- WHAT THIS TASK INVOLVES: Needed from the entries below: every line that holds the word "query".

·····

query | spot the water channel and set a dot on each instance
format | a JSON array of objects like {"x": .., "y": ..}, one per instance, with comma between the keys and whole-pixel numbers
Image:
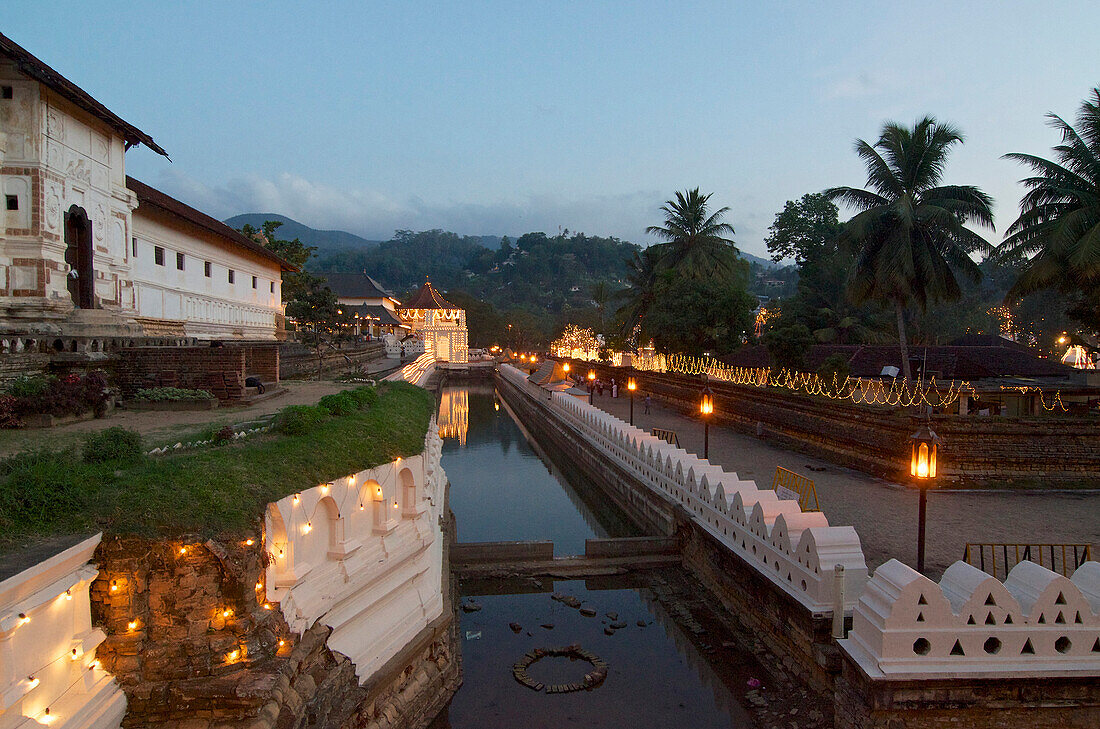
[{"x": 674, "y": 662}]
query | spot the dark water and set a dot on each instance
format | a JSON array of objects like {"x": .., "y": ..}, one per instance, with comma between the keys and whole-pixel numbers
[
  {"x": 503, "y": 488},
  {"x": 681, "y": 669}
]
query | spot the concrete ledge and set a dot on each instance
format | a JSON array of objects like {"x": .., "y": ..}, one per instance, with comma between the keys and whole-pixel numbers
[
  {"x": 631, "y": 547},
  {"x": 480, "y": 552}
]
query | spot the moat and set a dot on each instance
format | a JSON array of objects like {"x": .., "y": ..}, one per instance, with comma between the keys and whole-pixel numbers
[{"x": 671, "y": 659}]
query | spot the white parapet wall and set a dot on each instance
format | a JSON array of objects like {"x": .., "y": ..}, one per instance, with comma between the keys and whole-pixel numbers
[
  {"x": 798, "y": 551},
  {"x": 364, "y": 555},
  {"x": 48, "y": 674},
  {"x": 1035, "y": 622}
]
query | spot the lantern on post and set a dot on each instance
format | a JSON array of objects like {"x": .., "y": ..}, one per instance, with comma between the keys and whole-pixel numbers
[
  {"x": 631, "y": 385},
  {"x": 705, "y": 409},
  {"x": 923, "y": 468}
]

·····

- TASK ANSWER:
query | spot the water channel and set a dot on each instance
query | spot the dark water and set a dot on each instance
query | spot the concrete ledge and set a dot on each instance
query | spot the moat and set a dot on each instance
query | spot the white parapet wall and set a dot on each instance
query | spot the lantern on post and set a dot on each instance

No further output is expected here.